Metin alıntısı —
4. UKOME VE YENİ DÜZENLEME (PLAKA DÖNEMİ)
Artan şikayetler üzerine 2025 sonbaharında UKOME (Ulaşım Koordinasyon Merkezi) ve Adalar Emniyet Müdürlüğü yeni tedbirler açıkladı.
- QR Kod ve Plaka Zorunluluğu: Tüm elektrikli araçlara ve kiralık bisikletlere takip edilebilir “Karekodlu Plaka” zorunluluğu getirildi. Plakasız araçların adaya girişine ve kullanımına izin verilmeyeceği duyuruldu.
- Hız Sınırı Denetimi: Belirli caddelerde hız sınırını aşan elektrikli araçlara yönelik radar denetimlerinin sıklaştırılması kararı alındı.
KÜLTÜREL MİRAS VE GÜVENLİK
“TARİH ÇÜRÜYOR, OTELLER ‘SAATLİ BOMBA’ GİBİ İŞLİYOR”
2025 yılı, Adalar’da sadece bugünün sorunlarının değil, geçmişten kalan mirasın da hoyratça harcandığı bir yıl oldu. Özellikle ahşap köşklerin durumu ve denetimsiz pansiyonculuk, olası bir facianın habercisi olarak manşetlerdeydi.
1. TESCİLLİ YAPILARDA “RESTORASYON” ADI ALTINDA KIYIM
Adalar’ın simgesi olan 1. ve 2. derece tarihi eser statüsündeki ahşap köşkler, 2025 yılında koruma yerine tahribatla gündeme geldi.

Çıkarılan bilgiler —
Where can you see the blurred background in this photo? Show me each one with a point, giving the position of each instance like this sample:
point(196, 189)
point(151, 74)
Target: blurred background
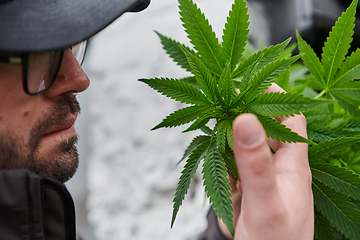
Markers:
point(128, 174)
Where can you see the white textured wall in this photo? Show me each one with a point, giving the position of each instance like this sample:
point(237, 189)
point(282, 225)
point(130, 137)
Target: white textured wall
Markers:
point(131, 172)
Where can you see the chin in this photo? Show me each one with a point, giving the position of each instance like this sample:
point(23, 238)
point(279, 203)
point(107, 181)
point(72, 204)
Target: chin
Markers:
point(61, 168)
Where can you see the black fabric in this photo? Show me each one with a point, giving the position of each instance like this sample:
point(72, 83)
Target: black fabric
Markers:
point(212, 231)
point(34, 208)
point(39, 25)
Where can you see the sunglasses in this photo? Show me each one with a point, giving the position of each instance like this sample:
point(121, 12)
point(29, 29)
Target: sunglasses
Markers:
point(40, 69)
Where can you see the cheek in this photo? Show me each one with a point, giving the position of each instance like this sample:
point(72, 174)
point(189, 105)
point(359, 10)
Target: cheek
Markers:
point(18, 111)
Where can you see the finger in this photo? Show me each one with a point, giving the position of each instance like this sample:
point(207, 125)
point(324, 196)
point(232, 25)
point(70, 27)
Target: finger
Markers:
point(254, 160)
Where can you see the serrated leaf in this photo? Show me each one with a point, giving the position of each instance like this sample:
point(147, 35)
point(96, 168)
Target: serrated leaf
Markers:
point(191, 80)
point(202, 74)
point(320, 132)
point(196, 142)
point(324, 149)
point(323, 229)
point(276, 104)
point(201, 35)
point(235, 33)
point(337, 209)
point(207, 130)
point(338, 43)
point(311, 61)
point(349, 104)
point(221, 134)
point(350, 89)
point(178, 90)
point(229, 160)
point(227, 85)
point(283, 80)
point(217, 186)
point(174, 49)
point(182, 116)
point(187, 174)
point(203, 119)
point(339, 179)
point(349, 70)
point(267, 55)
point(278, 131)
point(263, 79)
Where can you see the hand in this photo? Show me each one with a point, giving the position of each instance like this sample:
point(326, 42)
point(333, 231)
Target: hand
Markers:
point(274, 194)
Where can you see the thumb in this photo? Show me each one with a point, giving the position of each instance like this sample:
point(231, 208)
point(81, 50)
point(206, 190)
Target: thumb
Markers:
point(254, 161)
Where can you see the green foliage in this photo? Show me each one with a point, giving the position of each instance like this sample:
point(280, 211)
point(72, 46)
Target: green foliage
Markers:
point(231, 78)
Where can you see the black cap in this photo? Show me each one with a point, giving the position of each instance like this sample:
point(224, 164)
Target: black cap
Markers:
point(40, 25)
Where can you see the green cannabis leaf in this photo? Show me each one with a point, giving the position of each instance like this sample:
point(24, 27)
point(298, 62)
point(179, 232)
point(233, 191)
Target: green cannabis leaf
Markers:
point(230, 78)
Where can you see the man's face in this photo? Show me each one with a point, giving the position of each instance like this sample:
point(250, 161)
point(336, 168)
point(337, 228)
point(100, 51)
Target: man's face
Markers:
point(36, 132)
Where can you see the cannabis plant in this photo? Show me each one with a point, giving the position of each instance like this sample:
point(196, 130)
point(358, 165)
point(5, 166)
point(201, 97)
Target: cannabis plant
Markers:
point(226, 79)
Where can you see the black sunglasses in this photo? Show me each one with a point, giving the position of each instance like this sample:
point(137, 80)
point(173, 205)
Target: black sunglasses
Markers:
point(40, 69)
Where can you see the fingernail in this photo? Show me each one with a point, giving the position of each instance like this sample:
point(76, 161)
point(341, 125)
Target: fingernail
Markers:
point(248, 131)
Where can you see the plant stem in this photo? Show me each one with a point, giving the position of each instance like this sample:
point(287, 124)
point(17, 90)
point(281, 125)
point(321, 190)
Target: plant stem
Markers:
point(320, 94)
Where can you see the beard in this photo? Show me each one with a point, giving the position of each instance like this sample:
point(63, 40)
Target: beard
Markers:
point(15, 153)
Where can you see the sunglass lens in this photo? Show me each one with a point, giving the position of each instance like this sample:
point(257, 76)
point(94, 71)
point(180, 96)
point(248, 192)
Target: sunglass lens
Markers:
point(42, 70)
point(79, 51)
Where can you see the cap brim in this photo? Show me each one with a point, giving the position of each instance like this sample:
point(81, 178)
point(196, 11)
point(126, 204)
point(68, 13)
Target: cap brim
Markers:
point(28, 26)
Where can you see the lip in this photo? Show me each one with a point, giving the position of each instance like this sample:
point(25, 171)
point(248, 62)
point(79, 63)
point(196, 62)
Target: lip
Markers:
point(66, 127)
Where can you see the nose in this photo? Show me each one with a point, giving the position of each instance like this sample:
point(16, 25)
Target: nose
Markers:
point(70, 79)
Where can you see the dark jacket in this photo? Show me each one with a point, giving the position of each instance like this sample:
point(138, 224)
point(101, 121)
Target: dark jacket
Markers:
point(34, 208)
point(37, 208)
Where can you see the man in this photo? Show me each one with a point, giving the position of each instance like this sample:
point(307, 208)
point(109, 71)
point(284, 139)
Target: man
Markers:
point(39, 75)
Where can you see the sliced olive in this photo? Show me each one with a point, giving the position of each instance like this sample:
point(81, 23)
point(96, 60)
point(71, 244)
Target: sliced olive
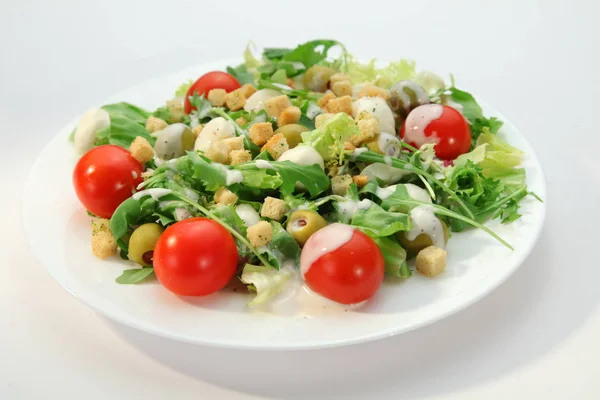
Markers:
point(142, 243)
point(413, 247)
point(292, 133)
point(317, 77)
point(303, 223)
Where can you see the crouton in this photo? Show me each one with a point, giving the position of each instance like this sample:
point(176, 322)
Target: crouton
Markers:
point(239, 157)
point(290, 115)
point(360, 180)
point(103, 242)
point(338, 77)
point(369, 128)
point(176, 112)
point(276, 146)
point(325, 99)
point(217, 97)
point(236, 143)
point(340, 184)
point(273, 208)
point(431, 261)
point(260, 234)
point(322, 118)
point(197, 129)
point(276, 105)
point(340, 104)
point(342, 88)
point(141, 150)
point(218, 152)
point(247, 90)
point(235, 100)
point(225, 196)
point(261, 132)
point(374, 91)
point(154, 124)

Yapılacak görevler —
(1) Adalar metnine göre UKOME ile Adalar Emniyet Müdürlüğü 2025 sonbaharında hangi gerekçeyle yeni tedbirler açıkladı ve bu tedbirler nelerdi? Bir ile üç cümle arasında açıklayın.
(2) Adalar metnini kaldığı yerden devam ettirin.

Cevaplar —
(1) UKOME ile Adalar Emniyet Müdürlüğü, artan şikayetler üzerine yeni tedbirler açıkladı. Tüm elektrikli araçlara ve kiralık bisikletlere takip edilebilir "Karekodlu Plaka" zorunluluğu getirildi ve plakasız araçların adaya girişine ve kullanımına izin verilmeyeceği duyuruldu. Ayrıca belirli caddelerde hız sınırını aşan elektrikli araçlara yönelik radar denetimlerinin sıklaştırılmasına karar verildi.

(2)
- İçini Boşalt, Betonu Dök: Ada Gazetesi, Büyükada ve Heybeliada’da dışarıdan bakıldığında “tadilat brandası” ile kapatılan birçok tarihi yapının içinin tamamen yıkılarak betonarme binaya dönüştürüldüğünü belgeledi. Kurul kararlarına aykırı yapılan bu kaçak müdahaleler, “Tarihi eser kaçakçılığı ve kültür katliamı” olarak nitelendirildi.
- Çürümeye Terk Edilen Miras: Sahipleri tarafından bilerek bakımsız bırakılan bazı tescilli yapıların, “yıkılsın da yerine yenisini yapalım” mantığıyla yağmura ve fırtınaya terk edildiği, çatıları çöken bu yapıların geri dönülemez hasarlar aldığı raporlandı.
2. BUTİK OTELLERDE YANGIN DENETİMİ SKANDALI
Turizm sezonunun yoğun geçtiği 2025’te, eski köşklerden devşirilen butik otellerin yangın güvenliği konusundaki zafiyetleri korkuttu.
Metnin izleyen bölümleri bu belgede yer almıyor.